Extracts from a box-labeled dataset:
※
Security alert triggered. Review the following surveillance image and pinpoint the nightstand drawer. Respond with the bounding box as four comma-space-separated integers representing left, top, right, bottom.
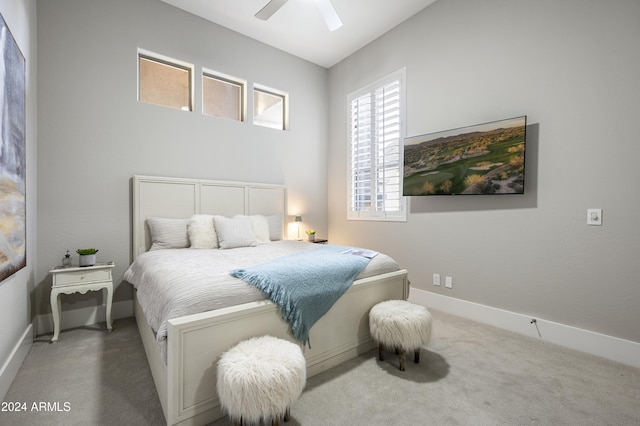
53, 268, 111, 287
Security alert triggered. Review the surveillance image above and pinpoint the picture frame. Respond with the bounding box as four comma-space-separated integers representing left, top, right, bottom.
403, 116, 527, 196
0, 14, 27, 282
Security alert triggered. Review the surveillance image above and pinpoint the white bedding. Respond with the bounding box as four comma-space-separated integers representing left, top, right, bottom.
124, 240, 400, 352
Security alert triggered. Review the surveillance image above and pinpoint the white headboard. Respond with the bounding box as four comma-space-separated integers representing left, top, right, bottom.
132, 175, 287, 259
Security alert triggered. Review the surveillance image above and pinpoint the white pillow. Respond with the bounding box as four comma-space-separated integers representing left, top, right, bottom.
265, 214, 282, 241
235, 215, 271, 244
147, 217, 189, 250
213, 216, 258, 249
188, 214, 218, 249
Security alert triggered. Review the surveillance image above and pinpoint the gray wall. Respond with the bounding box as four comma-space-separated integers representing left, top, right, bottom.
36, 0, 328, 314
0, 0, 38, 400
328, 0, 640, 342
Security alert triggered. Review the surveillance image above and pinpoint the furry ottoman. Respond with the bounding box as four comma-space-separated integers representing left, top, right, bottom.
217, 336, 307, 424
369, 300, 431, 371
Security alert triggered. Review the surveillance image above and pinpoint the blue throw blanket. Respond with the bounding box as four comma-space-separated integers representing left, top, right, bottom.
231, 245, 370, 347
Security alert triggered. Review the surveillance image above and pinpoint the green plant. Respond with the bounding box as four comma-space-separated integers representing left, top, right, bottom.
76, 249, 98, 256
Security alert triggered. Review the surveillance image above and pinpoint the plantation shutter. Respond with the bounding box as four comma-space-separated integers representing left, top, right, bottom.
349, 68, 406, 220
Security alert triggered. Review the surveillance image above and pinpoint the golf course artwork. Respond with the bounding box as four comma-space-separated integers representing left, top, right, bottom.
403, 116, 527, 196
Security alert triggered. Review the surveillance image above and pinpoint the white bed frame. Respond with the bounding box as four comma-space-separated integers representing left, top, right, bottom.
132, 176, 409, 425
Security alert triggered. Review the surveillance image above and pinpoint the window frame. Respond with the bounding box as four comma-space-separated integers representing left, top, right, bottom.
136, 48, 195, 112
347, 68, 408, 222
201, 67, 247, 123
251, 83, 289, 130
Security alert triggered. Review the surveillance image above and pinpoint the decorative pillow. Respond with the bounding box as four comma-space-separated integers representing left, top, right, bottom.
213, 216, 258, 249
188, 214, 218, 248
265, 214, 282, 241
147, 217, 189, 250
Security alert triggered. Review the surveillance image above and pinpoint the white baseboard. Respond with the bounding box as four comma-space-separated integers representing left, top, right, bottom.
0, 324, 33, 401
34, 300, 133, 336
409, 288, 640, 368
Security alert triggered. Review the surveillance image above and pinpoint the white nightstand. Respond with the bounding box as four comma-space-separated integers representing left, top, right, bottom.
49, 262, 115, 342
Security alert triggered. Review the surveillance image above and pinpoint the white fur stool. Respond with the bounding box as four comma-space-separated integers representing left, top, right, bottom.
217, 336, 307, 425
369, 300, 431, 371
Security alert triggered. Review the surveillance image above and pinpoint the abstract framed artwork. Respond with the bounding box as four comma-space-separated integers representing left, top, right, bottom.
403, 116, 527, 196
0, 15, 27, 281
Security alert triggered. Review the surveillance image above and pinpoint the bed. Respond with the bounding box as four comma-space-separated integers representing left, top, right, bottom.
125, 175, 409, 425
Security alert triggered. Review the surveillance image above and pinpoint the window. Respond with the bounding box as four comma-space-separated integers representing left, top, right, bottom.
253, 85, 288, 130
202, 70, 246, 121
347, 69, 407, 221
138, 50, 193, 111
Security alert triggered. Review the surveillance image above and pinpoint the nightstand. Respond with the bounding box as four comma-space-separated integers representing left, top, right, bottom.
49, 262, 115, 343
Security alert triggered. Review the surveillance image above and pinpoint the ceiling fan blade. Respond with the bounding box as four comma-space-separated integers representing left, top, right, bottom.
316, 0, 342, 31
256, 0, 288, 21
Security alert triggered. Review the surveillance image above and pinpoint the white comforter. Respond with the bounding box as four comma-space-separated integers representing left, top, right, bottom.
124, 241, 400, 344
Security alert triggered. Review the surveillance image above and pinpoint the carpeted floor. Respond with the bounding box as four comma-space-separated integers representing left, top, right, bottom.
0, 311, 640, 426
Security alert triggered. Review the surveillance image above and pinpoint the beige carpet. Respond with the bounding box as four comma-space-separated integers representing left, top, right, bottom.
0, 311, 640, 426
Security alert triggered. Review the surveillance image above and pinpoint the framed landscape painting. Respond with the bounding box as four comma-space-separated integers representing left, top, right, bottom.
0, 15, 27, 281
403, 116, 527, 196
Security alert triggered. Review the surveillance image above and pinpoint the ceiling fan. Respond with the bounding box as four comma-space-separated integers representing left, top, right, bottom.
256, 0, 342, 31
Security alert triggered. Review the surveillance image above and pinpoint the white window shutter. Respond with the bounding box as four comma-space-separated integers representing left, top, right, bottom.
348, 70, 406, 220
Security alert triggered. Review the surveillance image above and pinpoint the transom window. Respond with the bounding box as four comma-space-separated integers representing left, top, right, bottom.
202, 71, 246, 121
138, 50, 193, 111
253, 85, 288, 130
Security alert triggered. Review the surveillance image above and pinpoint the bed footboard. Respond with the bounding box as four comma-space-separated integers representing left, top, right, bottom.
137, 270, 409, 425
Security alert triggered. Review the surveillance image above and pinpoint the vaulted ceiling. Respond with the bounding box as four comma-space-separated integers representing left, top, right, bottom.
162, 0, 436, 68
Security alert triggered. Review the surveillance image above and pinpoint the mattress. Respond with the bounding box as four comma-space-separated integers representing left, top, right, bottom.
124, 240, 400, 346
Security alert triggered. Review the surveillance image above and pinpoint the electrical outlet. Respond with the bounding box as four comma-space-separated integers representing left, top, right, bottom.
433, 274, 440, 285
587, 209, 602, 226
444, 277, 453, 288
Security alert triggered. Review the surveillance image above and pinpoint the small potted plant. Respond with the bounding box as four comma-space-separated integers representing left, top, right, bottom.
76, 249, 98, 266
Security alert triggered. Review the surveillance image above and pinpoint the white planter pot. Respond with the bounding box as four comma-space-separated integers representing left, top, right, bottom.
79, 254, 96, 266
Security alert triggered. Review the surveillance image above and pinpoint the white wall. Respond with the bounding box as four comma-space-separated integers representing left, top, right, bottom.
328, 0, 640, 342
35, 0, 328, 318
0, 0, 38, 400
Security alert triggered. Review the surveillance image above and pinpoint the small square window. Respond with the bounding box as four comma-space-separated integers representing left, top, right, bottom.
253, 88, 287, 130
138, 52, 193, 111
202, 73, 245, 121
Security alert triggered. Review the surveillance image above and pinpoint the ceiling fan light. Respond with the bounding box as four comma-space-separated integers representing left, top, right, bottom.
255, 0, 288, 21
315, 0, 342, 31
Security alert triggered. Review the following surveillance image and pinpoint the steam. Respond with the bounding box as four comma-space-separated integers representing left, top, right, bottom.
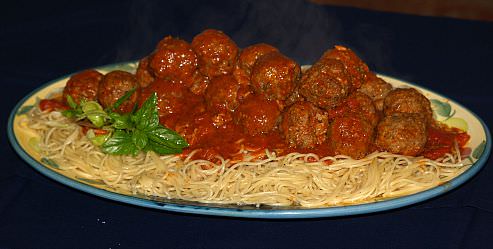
110, 0, 390, 71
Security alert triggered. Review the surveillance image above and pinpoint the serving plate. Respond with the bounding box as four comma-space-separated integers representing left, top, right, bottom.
8, 62, 491, 219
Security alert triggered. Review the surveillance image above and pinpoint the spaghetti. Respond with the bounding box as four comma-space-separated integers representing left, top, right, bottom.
21, 107, 471, 208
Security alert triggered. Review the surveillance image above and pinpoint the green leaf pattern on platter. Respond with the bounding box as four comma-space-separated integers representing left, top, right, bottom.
16, 105, 34, 115
430, 99, 469, 131
472, 140, 486, 159
41, 157, 60, 169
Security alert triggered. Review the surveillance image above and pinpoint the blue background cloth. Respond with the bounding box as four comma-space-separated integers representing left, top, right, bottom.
0, 0, 493, 248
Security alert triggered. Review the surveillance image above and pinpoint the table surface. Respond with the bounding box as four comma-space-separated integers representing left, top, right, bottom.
0, 0, 493, 248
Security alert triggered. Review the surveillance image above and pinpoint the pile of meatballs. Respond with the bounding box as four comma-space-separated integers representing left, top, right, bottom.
63, 29, 433, 159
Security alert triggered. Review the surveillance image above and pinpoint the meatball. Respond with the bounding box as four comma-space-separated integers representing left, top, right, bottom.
358, 74, 392, 111
235, 95, 281, 136
375, 113, 427, 156
140, 79, 190, 120
328, 114, 374, 159
174, 112, 216, 147
320, 46, 370, 91
204, 75, 240, 112
192, 29, 239, 78
189, 70, 210, 96
251, 52, 301, 101
329, 92, 380, 127
300, 60, 351, 110
383, 88, 433, 123
149, 36, 197, 86
98, 70, 140, 113
280, 101, 329, 149
238, 43, 279, 75
63, 70, 103, 104
135, 56, 154, 87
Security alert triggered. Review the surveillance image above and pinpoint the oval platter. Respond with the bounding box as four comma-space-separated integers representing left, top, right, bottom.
8, 62, 491, 219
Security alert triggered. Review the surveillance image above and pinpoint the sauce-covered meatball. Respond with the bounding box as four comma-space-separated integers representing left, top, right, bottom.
140, 79, 191, 122
328, 114, 374, 159
174, 112, 216, 146
280, 101, 328, 149
238, 43, 279, 78
192, 29, 239, 78
383, 88, 433, 123
188, 70, 210, 96
251, 52, 301, 101
375, 113, 427, 156
204, 75, 240, 112
358, 74, 392, 111
300, 60, 351, 110
135, 56, 154, 87
149, 36, 197, 86
329, 92, 380, 127
98, 70, 140, 113
320, 46, 370, 91
63, 70, 103, 104
235, 94, 281, 136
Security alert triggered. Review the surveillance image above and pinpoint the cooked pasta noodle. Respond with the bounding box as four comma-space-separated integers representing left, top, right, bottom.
21, 108, 471, 208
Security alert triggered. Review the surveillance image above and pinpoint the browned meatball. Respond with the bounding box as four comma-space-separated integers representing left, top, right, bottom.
300, 60, 351, 110
149, 36, 197, 86
174, 112, 216, 147
328, 114, 374, 159
98, 70, 140, 113
358, 74, 392, 111
204, 75, 240, 113
280, 101, 328, 149
238, 43, 279, 75
63, 69, 103, 104
251, 52, 301, 101
135, 56, 154, 87
320, 46, 370, 91
235, 94, 281, 136
375, 113, 427, 156
383, 88, 433, 123
189, 70, 210, 96
139, 79, 190, 118
192, 29, 239, 78
329, 92, 380, 127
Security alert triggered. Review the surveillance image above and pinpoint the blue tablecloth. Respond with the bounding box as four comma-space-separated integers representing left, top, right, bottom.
0, 1, 493, 248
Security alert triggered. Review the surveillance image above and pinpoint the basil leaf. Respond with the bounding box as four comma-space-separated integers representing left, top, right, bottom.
86, 129, 110, 146
67, 95, 77, 109
62, 110, 78, 118
101, 130, 139, 155
145, 140, 182, 155
146, 126, 188, 148
108, 87, 137, 111
133, 92, 159, 130
109, 112, 134, 130
132, 129, 148, 150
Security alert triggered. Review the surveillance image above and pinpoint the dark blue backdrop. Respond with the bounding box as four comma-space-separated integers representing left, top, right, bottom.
0, 0, 493, 248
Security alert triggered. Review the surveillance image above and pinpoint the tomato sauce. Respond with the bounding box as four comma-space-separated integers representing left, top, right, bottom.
39, 99, 69, 112
423, 124, 470, 159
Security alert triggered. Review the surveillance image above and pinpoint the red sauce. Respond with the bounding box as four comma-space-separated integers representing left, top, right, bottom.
423, 125, 470, 159
39, 99, 69, 112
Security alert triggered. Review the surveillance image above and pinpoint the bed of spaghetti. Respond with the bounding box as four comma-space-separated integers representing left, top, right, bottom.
20, 108, 472, 208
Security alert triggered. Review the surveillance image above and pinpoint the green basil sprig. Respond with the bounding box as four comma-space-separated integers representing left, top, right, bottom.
63, 91, 188, 155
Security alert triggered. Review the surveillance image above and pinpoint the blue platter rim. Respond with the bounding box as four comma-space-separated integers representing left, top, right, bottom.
7, 62, 491, 219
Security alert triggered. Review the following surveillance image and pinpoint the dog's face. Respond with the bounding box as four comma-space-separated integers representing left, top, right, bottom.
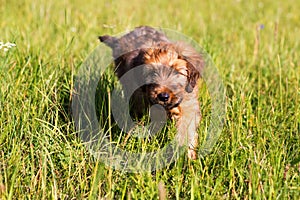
142, 47, 189, 109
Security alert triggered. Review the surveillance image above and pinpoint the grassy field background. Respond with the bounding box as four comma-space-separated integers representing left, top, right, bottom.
0, 0, 300, 199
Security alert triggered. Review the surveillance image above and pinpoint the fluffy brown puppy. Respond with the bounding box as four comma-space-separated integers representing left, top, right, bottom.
99, 26, 204, 159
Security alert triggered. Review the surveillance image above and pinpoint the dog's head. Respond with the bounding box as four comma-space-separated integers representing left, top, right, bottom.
138, 43, 203, 109
99, 27, 204, 109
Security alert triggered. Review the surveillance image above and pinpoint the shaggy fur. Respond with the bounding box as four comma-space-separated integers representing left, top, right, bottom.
99, 26, 204, 159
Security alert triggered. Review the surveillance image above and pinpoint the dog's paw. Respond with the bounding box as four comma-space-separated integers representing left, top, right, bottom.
188, 148, 197, 160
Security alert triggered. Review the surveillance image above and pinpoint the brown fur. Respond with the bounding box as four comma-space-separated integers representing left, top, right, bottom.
100, 27, 204, 159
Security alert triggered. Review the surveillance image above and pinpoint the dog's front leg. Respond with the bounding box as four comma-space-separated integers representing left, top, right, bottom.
172, 92, 201, 160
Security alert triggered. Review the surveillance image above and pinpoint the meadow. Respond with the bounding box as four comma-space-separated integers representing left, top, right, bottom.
0, 0, 300, 199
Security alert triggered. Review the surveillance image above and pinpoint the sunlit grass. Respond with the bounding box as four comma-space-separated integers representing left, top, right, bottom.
0, 0, 300, 199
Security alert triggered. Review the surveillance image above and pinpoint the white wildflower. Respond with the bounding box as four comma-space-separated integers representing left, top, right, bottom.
0, 42, 16, 52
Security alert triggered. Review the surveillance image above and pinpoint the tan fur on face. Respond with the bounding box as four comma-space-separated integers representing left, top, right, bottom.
99, 26, 204, 159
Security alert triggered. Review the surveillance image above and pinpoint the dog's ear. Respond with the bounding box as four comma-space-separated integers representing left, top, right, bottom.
98, 35, 117, 48
176, 43, 204, 93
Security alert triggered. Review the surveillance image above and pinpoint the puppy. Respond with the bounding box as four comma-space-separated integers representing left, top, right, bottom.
99, 26, 204, 159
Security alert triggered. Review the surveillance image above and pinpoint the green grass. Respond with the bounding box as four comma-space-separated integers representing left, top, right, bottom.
0, 0, 300, 199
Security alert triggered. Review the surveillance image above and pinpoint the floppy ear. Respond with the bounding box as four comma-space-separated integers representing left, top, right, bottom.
176, 43, 204, 93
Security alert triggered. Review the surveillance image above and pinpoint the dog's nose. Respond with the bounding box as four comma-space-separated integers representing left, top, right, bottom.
157, 92, 170, 102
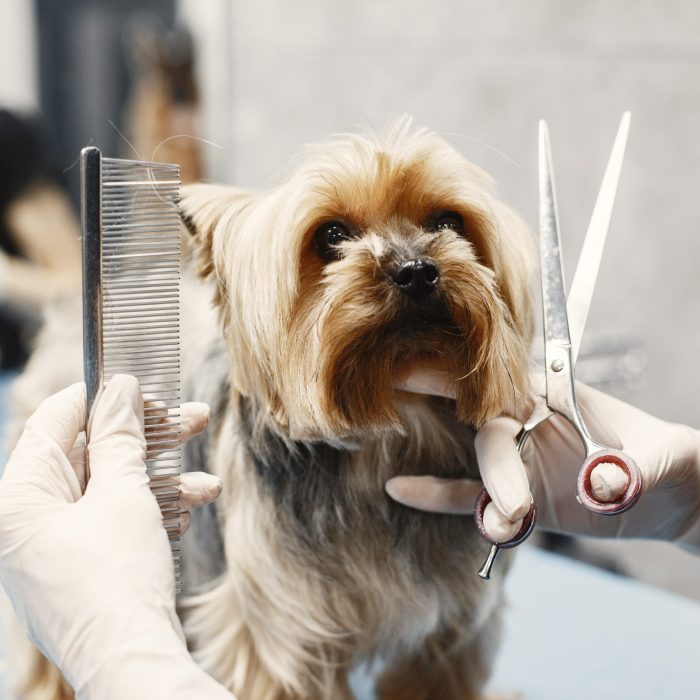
※
→ WHAT IS ASKED: Duplicate the lines of the items verbatim, starting at the line that contains "pinpoint the plantation" and ending after the line that contains "349, 68, 406, 220".

→ WRITTEN RESPONSE:
Security alert triggered. Review the surveillance image above and pinpoint the plantation shutter. Respond with the bounding box as four comma-space-separated integers representing left, top, right, bottom.
349, 68, 406, 220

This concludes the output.